__TASKS TO COMPLETE__.
(a) Retype the IGNITE study abstract word for word, starting at "Conclusions: The IGNITE" and ending at "consider implementing IGNITE.".
(b) In the IGNITE study abstract, how many participants were interviewed?

__STUDY TEXT__.
++++++

Background: Enhanced physician-nurse collaboration improves patient outcomes. Current interprofessional clinical learning environments, however, rarely engage physicians with nurses and are not based on high-performance team frameworks. Therefore, leaders at the University of Chicago Medicine developed the Improving GME Nursing Interprofessional Team Experiences (IGNITE) program to engage interprofessional healthcare teams, with hospitalist coaches, in institutional performance improvements. We aimed to study IGNITE’s impact on physician and nurse perceptions of interprofessional collaboration, and specifically, emerging high-performing team domains.

Methods: IGNITE members were invited to take part in 30-minute semi-structured interviews with trained sociologists not associated with IGNITE (September – November 2019). Questions were derived from research on the “big five” components of teamwork: Leadership, mutual performance monitoring, backup behavior, adaptability, and team orientation (Salas, Sims, Burke 2005). Subjects were asked about their interprofessional experience and education pre- and post-IGNITE and how IGNITE might be improved. Responses, uploaded to NIVIVO, were coded using grounded theory analysis by an independent reviewer. Selective coding was used to define themes until saturation. A second independent reviewer coded the data (interrater reliability, k = 0.61). Finally, a member check was performed to ensure an accurate representation of the study population.

Results: Sixteen participants (5 physicians, 10 nurses, and 1 social worker) across 6 units were interviewed. Analysis showed the emergence of high-performing team principles: Psychological safety (“it was sort of a judgment-free open-minded team.” – Physician”), effective team communication-shared goal setting, definitive roles, holding teammates accountable, and backup behavior. Personal and institutional reflections noted enhanced community and relationship building (“Having mutual recognition of one another…before that did not exist.” – Nurse), a better understanding of interprofessional roles, culture shifts, improved patient care, hospital leadership supported success, and IGNITE personnel supported success. Physicians understood the nursing workflow better. Nurses appreciated the challenges physicians faced more. Beyond the enhanced individual relationships and understanding, the noted culture shift demonstrates influence beyond IGNITE participants.

Conclusions: The IGNITE model, which includes hospitalist coaches in medicine and pediatrics, is associated with the emergence of high-performance teams. Participants felt an increased sense of community, improved understanding of roles, and institutional culture shifts extending beyond IGNITE team members. Future academic centers should consider implementing IGNITE.

++++++

__AVAILABLE DATA__.
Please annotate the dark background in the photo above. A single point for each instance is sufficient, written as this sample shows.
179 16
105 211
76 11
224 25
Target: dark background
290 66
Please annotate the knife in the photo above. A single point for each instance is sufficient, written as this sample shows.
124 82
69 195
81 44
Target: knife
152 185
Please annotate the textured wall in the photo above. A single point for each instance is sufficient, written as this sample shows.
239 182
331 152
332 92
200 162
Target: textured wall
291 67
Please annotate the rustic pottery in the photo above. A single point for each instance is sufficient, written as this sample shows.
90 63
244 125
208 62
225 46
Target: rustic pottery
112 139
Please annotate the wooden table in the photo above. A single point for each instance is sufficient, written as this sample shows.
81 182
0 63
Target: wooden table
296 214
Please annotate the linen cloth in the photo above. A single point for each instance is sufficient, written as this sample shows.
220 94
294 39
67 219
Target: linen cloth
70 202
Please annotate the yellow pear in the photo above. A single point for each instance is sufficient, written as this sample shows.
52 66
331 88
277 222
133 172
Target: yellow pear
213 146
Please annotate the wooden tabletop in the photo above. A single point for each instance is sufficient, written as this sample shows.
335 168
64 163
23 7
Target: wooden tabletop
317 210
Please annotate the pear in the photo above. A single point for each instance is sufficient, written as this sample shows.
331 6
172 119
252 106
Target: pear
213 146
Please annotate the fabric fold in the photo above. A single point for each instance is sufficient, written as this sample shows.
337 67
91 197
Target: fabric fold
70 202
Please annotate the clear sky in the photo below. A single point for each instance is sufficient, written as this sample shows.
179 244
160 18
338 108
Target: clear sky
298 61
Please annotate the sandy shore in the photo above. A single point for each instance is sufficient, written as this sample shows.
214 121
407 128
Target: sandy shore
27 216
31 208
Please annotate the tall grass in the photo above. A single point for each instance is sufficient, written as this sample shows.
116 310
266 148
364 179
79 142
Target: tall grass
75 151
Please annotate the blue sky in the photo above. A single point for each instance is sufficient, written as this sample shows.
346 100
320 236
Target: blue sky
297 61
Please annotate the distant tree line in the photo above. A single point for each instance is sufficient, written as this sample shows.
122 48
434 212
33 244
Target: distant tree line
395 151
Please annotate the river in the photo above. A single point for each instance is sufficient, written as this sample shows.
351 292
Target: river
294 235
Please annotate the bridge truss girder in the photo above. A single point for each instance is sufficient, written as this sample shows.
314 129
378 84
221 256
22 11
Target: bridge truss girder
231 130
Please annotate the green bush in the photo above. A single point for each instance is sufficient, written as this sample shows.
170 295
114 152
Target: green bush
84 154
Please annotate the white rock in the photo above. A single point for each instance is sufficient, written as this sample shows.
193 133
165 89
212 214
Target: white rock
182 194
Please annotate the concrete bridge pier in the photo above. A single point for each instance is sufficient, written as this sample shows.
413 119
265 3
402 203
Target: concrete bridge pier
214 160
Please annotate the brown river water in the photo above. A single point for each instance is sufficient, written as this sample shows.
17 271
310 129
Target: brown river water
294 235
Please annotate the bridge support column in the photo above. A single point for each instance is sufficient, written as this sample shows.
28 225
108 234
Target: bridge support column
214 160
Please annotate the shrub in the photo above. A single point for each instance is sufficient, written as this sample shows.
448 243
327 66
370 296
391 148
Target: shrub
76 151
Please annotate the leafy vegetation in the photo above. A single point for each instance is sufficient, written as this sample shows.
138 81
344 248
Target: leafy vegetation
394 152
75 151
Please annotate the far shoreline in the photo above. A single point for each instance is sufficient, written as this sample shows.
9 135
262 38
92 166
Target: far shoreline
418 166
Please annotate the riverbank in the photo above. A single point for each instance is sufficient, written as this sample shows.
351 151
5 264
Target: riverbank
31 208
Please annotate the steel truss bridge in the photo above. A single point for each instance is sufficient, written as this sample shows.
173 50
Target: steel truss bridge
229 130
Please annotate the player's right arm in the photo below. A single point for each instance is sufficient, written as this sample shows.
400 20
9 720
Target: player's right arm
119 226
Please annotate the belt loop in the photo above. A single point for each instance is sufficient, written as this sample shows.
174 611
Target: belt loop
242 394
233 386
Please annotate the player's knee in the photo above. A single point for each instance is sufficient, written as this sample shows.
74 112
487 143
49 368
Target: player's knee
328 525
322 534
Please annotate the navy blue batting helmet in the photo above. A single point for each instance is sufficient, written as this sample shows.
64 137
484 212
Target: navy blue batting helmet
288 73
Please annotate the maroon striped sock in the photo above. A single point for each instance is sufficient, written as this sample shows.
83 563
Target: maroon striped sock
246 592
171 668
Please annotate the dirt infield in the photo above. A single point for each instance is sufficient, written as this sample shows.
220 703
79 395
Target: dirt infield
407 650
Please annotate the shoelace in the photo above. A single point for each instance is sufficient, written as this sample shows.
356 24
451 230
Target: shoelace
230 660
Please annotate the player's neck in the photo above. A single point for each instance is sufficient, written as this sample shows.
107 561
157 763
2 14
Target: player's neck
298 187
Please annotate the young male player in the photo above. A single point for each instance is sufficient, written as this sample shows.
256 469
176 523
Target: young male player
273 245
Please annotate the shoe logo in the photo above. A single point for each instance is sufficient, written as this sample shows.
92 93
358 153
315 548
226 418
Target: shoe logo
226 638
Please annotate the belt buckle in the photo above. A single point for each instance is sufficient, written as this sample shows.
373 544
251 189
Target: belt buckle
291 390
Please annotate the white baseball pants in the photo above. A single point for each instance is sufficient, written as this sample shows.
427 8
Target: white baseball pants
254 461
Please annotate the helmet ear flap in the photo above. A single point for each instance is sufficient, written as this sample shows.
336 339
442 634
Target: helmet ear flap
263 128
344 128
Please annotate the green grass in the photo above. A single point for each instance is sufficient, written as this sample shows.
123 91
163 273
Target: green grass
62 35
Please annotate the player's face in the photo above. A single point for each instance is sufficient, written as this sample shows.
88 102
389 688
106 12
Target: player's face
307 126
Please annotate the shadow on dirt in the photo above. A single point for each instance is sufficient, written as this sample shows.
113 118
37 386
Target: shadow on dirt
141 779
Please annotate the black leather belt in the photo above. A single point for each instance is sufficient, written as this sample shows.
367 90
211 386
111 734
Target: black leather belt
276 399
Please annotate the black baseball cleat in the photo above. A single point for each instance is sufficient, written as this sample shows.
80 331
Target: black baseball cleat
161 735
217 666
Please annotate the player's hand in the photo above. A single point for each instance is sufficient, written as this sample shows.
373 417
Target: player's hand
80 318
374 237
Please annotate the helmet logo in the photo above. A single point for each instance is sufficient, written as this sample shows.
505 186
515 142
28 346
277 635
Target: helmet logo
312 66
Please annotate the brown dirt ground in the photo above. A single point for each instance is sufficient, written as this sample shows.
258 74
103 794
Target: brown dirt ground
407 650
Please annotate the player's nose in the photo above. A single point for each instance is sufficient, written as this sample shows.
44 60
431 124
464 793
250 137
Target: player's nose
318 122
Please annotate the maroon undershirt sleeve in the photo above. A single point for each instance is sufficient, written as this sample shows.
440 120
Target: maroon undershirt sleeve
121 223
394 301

++++++

__ANSWERS BY ITEM__.
(a)
Conclusions: The IGNITE model, which includes hospitalist coaches in medicine and pediatrics, is associated with the emergence of high-performance teams. Participants felt an increased sense of community, improved understanding of roles, and institutional culture shifts extending beyond IGNITE team members. Future academic centers should consider implementing IGNITE.

(b) Sixteen participants: 5 physicians, 10 nurses, and 1 social worker.